But is this altogether a fair description of the situation? My noble friend Lord Downham said that no case whatever had been made out for this proposal. I have had time before coming down here to run my eye through the debates which took place in another place, and also in your Lordships' House, where the matter has twice previously been discussed, and certainly tile impression has been left on my mind, and it. exists in the mind of the House of Commons although the noble Lord decided the majority by which the matter was decided, yet it did decide by a majority of 170 to 25 in the direction Opposite to the noble Lord that this Ministry, when created, will involve an enormous addition to the work which has hitherto been undertaken by the Department in which the noble Lord himself has borne a distinguished part.

A good deal depends upon What you mean by the term "Parliamentary Under-Secretary," and what is the work you expect such an official to do. The noble Marquess has quite fairly seized that point, and he has stated a proposition from which I confess from my own experience, which may not be as great as his, I wholly differ. The proposition laid down by him, and also by Lord Downham, is this—that a Parliamentary Under-Secretary is a gentleman appointed, not to take part in the main in the administrative work of the Office, but solely to make things easy for his Chief in Parliament, to answer Questions and make speeches. However active he may be outside, in the Department he is to be a cipher. I altogether dispute that description of the proper functions and duties of a Parliamentary Under-Secretary. I was one myself. It is now many years ago. When I was Parliamentary Under-Secretary to the Foreign Office, under the late Lord Salisbury, it is quite true that my main duties—and they were by no means easy—were to defend the Foreign Office in the House of Commons: but my Departmental duties were at least as heavy. I was head of the Commercial Department in the Foreign Office which had to discharge an immense amount of work, and I know of no case in which a Parliamentary Under-Secretary either confines or is expected to confine his duties merely to I answering Questions and making speeches. He is expected to relieve the Minister of a portion of his work and can any of us shut our eyes to the fact that, in the present position of affairs, the call upon departmental activity, interference, and supervision is increasing every day?

I have been a Minister for only four years in the war, but I can scarcely express to your Lordships the degree of rapidity with which the complexity of public business is increasing, and it will increase all the more rapidly in proportion as Parliament and public opinion are insisting that the Government shall play a further part in the management of our affairs. I, for my part, am prepared to take the opinion of the Minister—in this case Dr. Addison—that the functions which this Ministry will be called upon to discharge cannot be adequately performed if he has only one Parliamentary Under-Secretary.

What is the real test of this matter? Let us brush aside all idea that the Government want to create positions and salaried posts, or to obtain Parliamentary votes upon which they will be able to rely. Let us look at it front the true point of view—that of the efficiency of administration. Is the Ministry justified or not in asking that it shall have two Secretaries instead of one? I have personally only two interests in the matter. One is the efficiency of the work in this new Department, on which so many hopes are based; the other is the due representation in this House of the interests of this new Ministry when it is set up. I do not think my noble friend is quite fair in what he said on that point. Lord Sandhurst, the other day, gave an undertaking on the part of the Government that if these two Under-Secretaries were created one of them should have a seat in your Lordships' House.


The expression was that "in the first instance" he should be in the House of Lords.

**Work instructions:** Extend the House of Lords speech on the new Ministry's Parliamentary Under-Secretaries, picking up after its final sentence.

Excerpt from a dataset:
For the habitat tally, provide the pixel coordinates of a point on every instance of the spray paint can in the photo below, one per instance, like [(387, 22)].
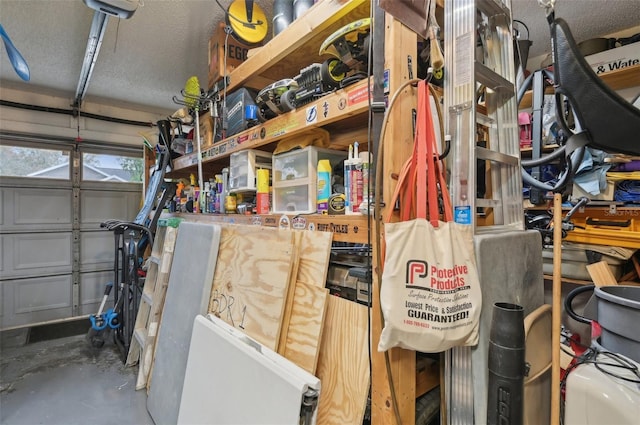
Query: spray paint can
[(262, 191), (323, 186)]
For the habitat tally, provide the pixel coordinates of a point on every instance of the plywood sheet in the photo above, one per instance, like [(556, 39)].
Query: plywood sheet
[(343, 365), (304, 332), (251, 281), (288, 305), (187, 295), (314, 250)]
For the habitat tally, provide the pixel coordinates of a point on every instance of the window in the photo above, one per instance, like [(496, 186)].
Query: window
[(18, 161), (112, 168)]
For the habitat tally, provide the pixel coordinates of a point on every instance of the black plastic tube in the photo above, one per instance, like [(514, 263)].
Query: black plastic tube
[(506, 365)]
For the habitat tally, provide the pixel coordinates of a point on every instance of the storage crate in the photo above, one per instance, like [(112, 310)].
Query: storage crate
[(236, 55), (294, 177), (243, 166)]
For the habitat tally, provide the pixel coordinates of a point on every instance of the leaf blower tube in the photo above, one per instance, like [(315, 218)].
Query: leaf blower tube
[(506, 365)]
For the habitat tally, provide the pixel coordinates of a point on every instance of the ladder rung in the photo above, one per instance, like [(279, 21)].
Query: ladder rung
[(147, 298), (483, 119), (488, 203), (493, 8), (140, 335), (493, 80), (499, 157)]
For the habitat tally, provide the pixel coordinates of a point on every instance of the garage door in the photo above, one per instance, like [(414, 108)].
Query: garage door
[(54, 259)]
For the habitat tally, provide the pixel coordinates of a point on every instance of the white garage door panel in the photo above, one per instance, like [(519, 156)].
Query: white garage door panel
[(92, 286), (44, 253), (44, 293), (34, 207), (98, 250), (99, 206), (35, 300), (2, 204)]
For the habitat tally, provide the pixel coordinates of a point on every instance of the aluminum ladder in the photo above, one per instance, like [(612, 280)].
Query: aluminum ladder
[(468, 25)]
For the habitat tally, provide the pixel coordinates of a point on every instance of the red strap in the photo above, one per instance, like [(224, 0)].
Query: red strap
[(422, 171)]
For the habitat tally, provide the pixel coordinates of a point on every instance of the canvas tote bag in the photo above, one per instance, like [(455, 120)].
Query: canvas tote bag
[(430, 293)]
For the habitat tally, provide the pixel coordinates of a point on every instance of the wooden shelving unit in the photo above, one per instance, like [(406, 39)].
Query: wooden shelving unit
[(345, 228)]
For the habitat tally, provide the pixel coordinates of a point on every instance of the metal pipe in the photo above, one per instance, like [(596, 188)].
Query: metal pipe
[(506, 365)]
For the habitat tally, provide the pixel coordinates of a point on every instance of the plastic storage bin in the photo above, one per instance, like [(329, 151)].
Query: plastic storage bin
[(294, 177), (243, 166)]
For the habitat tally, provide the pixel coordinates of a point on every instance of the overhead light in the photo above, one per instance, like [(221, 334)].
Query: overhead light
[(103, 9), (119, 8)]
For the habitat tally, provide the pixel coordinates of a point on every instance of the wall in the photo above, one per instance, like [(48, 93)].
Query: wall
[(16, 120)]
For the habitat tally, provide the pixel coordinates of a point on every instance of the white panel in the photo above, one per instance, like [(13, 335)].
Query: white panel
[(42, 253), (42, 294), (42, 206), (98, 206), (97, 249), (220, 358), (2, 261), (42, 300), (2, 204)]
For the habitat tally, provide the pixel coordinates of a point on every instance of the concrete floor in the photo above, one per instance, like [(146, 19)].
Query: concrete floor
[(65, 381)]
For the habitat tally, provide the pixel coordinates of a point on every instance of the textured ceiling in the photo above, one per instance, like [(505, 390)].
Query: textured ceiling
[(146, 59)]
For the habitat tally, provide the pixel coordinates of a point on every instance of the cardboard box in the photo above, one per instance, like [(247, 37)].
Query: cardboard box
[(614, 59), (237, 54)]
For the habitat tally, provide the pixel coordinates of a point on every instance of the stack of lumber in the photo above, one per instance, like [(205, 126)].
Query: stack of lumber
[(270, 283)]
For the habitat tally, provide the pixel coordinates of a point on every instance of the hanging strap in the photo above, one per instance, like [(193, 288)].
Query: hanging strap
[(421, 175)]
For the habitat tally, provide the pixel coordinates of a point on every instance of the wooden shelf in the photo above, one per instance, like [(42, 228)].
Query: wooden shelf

**Answer to the problem:**
That is quite true. And upon that the noble Lord builds the hypothesis that we may have an Under-Secretary here for a few months and then he may go, and that the concession will only be a nominal and valueless one because he will disappear, and we shall have the three Ministers in the House of Commons. If that is the fear entertained, my recollection is that I got up in the debate, after my noble friend had spoken, and emphasised and expanded his remarks with a view of meeting that criticism, and I said that, given that the case for two Under-Secretaries has been established, your Lordships have a perfect right to ask that one of them shall sit in this House. I think yon would make a mistake if you reject an opportunity of having one; and I am prepared myself in so far as my word carries any value, to give an undertaking that one shall sit in this House, and to give that undertaking in a form which as far as possible shall pledge succeeding Governments.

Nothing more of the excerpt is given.